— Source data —
========================================================================

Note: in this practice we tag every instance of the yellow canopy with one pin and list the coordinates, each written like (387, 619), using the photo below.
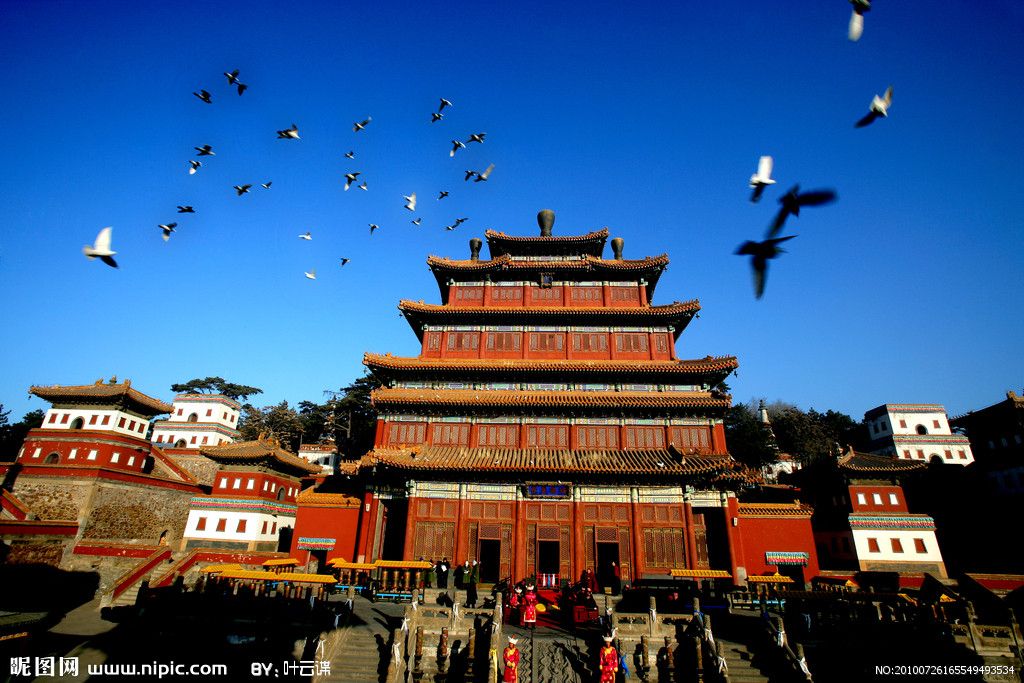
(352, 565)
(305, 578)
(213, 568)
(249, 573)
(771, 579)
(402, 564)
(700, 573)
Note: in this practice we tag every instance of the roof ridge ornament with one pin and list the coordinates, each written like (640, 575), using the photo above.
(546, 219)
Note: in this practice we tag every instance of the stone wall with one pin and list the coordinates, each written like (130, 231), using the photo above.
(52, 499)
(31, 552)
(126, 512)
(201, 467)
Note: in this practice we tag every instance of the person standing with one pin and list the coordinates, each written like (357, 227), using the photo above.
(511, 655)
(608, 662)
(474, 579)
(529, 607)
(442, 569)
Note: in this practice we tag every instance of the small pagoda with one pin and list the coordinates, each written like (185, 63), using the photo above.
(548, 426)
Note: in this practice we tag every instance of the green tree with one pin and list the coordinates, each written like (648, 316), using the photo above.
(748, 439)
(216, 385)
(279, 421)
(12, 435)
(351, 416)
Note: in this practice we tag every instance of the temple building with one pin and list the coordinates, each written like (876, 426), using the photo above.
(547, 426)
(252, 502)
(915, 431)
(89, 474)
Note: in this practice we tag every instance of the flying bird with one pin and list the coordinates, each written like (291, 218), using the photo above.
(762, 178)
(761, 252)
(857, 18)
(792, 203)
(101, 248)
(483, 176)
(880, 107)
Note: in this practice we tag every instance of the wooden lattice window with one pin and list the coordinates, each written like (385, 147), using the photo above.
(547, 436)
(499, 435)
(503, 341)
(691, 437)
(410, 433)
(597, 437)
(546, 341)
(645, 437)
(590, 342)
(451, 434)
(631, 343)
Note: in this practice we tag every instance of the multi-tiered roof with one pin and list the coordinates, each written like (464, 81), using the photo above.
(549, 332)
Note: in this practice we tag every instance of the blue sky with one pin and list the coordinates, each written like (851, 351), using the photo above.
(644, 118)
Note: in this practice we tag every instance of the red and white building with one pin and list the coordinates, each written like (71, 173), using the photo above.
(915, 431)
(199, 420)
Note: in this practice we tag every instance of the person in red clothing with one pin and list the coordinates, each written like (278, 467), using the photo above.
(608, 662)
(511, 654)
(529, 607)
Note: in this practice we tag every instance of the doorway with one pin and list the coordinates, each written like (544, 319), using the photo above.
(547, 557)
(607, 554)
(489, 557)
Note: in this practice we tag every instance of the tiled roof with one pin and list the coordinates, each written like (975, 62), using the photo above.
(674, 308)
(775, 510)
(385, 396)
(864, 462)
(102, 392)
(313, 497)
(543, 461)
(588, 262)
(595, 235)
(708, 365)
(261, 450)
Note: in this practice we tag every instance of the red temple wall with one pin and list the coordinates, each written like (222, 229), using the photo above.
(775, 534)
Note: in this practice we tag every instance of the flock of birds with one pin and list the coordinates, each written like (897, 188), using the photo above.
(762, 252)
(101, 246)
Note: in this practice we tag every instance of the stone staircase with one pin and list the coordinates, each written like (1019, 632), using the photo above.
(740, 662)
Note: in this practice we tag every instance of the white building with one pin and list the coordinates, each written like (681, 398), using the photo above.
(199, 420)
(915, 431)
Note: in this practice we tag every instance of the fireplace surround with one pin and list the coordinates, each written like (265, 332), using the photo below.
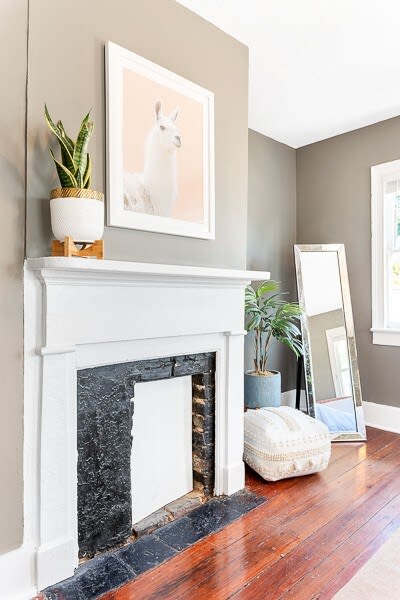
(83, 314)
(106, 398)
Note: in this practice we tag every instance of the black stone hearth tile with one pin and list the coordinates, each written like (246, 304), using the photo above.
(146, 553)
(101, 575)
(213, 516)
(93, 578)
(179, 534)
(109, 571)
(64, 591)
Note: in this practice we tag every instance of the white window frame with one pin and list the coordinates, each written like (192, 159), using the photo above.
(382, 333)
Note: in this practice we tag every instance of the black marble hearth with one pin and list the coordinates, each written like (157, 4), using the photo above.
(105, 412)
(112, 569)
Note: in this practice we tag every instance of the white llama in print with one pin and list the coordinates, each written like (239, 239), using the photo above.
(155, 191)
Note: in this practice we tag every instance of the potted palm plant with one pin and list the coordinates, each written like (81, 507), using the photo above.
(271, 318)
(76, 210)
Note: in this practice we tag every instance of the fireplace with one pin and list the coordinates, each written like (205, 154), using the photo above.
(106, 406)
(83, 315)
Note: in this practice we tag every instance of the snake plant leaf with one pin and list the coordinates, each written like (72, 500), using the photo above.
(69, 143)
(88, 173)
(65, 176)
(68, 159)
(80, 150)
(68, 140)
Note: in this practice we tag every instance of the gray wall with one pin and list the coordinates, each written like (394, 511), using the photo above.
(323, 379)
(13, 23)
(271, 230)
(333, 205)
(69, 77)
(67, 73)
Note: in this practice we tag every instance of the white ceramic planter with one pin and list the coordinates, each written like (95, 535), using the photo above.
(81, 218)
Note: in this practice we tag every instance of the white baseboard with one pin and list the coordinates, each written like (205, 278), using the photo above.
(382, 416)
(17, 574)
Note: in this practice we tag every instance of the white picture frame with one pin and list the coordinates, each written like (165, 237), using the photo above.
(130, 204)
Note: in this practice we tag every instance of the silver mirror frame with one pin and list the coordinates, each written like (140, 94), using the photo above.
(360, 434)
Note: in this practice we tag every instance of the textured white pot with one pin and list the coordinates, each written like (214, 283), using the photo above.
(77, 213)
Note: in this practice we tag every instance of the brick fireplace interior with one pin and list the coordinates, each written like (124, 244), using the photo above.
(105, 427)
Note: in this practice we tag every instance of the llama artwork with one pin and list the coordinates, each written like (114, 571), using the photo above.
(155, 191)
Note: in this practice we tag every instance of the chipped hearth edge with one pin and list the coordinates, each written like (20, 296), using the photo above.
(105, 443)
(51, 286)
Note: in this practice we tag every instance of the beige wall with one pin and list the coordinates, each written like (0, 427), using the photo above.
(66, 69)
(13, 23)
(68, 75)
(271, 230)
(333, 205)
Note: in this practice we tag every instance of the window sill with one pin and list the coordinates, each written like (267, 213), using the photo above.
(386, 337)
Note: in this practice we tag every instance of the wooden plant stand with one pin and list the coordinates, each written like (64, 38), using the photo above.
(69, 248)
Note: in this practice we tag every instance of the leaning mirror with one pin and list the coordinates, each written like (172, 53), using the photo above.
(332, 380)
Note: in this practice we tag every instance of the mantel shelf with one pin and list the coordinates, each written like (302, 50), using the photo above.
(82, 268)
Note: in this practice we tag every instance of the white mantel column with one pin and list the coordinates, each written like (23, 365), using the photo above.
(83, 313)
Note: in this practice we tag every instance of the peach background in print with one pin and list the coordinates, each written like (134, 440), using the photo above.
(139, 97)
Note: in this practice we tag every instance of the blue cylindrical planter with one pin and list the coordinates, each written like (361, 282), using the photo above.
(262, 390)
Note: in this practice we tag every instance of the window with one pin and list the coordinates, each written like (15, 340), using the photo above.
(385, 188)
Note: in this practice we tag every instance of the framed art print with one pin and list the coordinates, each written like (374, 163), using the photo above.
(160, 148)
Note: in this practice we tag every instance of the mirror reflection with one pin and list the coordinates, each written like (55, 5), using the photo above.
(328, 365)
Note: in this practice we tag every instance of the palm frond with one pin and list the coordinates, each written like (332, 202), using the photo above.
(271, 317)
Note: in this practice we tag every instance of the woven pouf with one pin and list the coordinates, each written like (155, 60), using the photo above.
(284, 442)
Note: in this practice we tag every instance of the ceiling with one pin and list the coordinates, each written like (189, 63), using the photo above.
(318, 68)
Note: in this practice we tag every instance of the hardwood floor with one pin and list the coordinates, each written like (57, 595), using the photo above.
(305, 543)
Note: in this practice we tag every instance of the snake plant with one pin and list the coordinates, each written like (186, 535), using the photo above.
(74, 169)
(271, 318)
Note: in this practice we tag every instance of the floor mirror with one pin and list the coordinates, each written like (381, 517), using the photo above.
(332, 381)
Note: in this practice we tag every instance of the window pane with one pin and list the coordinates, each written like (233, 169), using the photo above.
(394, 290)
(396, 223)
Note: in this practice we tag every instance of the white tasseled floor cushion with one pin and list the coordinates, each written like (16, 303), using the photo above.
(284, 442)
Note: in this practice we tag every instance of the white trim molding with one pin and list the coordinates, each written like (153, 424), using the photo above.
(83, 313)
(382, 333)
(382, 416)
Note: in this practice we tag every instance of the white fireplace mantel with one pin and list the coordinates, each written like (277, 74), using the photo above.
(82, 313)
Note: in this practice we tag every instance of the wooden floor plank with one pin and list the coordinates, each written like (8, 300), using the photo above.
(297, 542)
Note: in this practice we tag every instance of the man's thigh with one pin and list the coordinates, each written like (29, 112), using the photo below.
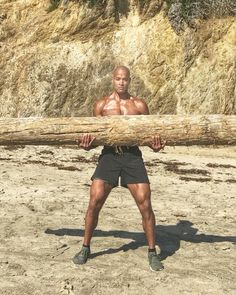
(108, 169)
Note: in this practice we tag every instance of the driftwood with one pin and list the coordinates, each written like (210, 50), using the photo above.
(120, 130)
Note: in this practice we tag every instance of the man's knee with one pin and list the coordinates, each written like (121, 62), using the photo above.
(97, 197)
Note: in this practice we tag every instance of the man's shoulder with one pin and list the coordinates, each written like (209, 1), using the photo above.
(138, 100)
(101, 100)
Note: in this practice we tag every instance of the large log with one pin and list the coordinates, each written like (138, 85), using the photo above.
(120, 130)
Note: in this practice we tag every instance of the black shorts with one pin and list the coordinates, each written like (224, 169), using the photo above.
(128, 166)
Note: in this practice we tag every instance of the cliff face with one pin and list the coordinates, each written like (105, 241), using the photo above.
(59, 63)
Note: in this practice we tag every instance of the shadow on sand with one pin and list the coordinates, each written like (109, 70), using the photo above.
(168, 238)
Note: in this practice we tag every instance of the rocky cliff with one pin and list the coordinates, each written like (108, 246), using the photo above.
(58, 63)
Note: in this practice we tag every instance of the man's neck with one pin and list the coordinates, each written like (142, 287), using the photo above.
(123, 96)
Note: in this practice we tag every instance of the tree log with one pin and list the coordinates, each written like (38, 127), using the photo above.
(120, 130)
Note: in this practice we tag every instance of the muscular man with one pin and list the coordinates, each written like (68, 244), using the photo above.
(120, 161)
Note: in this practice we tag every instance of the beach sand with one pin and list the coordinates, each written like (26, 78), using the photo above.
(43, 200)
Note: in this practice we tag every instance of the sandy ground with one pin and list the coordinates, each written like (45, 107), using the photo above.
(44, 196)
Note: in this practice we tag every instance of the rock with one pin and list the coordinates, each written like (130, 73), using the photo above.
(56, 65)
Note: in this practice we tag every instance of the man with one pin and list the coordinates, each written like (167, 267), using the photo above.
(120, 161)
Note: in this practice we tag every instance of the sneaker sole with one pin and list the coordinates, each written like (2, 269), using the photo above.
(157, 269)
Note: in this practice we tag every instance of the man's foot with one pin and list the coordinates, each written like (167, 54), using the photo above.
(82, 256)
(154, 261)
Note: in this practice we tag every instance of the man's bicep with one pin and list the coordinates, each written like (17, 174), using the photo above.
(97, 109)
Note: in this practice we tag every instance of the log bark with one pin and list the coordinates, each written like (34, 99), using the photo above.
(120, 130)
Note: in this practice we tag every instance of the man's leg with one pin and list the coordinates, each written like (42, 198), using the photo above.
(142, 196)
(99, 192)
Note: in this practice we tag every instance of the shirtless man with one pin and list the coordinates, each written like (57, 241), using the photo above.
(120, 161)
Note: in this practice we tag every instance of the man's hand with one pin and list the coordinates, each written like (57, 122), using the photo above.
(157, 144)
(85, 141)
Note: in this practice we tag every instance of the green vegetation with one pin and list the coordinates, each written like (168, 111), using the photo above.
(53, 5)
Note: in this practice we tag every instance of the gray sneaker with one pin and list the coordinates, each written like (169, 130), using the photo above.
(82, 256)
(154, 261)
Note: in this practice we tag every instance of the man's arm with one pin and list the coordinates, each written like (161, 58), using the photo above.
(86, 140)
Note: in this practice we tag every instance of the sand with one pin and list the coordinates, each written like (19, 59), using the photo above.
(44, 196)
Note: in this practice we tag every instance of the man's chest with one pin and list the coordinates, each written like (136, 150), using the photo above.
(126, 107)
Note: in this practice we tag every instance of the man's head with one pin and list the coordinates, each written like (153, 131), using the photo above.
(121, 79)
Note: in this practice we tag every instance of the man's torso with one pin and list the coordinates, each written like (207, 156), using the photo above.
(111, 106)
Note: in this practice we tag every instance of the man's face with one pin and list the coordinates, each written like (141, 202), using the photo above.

========================================================================

— Written request —
Output the line holding "(19, 59), using the photo above.", then every later line through the end of the records above, exactly as given and nothing else.

— Result of this task —
Note: in this practice we tag every instance of the sand with one pin and list the coordinates, each written like (19, 59), using the photo above.
(44, 196)
Note: in this practice we tag every instance of the man's chest with one pin and list the coordinates, each written like (136, 150), using the photo above.
(126, 107)
Note: in this practice we tag every instance of the man's head with one pin and list the coordinates, each written like (153, 131), using the photo above.
(121, 79)
Note: in this practice we tag every instance of the man's torso with one pin and list the coordinates, each written like (207, 156), using the photo above.
(111, 106)
Note: in this practice we tag every instance of the man's face with one pin and list the coordinates, each written like (141, 202), using the photo above.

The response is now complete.